[GIVEN RECORDS — start]

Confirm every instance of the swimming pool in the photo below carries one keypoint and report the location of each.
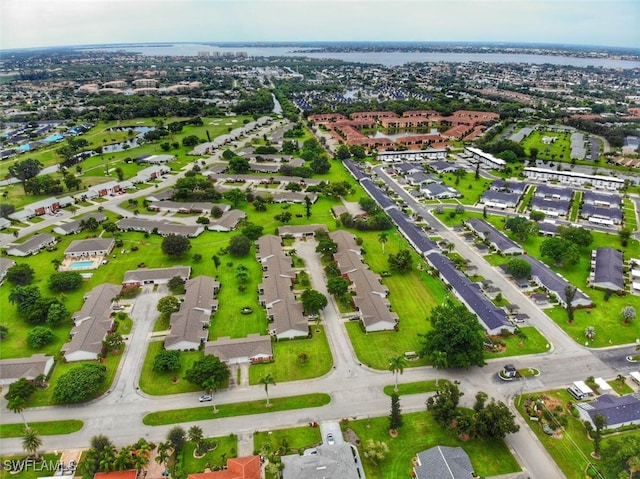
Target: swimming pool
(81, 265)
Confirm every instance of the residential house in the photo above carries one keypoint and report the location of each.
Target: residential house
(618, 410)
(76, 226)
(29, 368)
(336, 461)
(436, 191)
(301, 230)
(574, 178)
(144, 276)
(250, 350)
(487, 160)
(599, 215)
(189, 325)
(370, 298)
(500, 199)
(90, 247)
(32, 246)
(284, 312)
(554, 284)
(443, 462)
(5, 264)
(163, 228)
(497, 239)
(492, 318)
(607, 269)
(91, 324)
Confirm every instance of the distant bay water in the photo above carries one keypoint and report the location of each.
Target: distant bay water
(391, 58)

[GIVEN RECORDS — finish]
[GIVEN RECORDS — start]

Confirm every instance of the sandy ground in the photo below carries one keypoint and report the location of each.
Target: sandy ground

[GIVEN RECORDS — finish]

:: REQUIRED ACTION ::
Pictures in the material above should be skipped; print exactly the lines from the one with "Confirm every instance of the swimming" through the one with "Confirm every instance of the residential".

:: TASK SOLUTION ::
Confirm every instance of the swimming pool in the photo below carries one keypoint and report the location of each.
Target: swimming pool
(81, 265)
Confirm every instance of the residential house in the photo above carries one keypoint and report the location of each.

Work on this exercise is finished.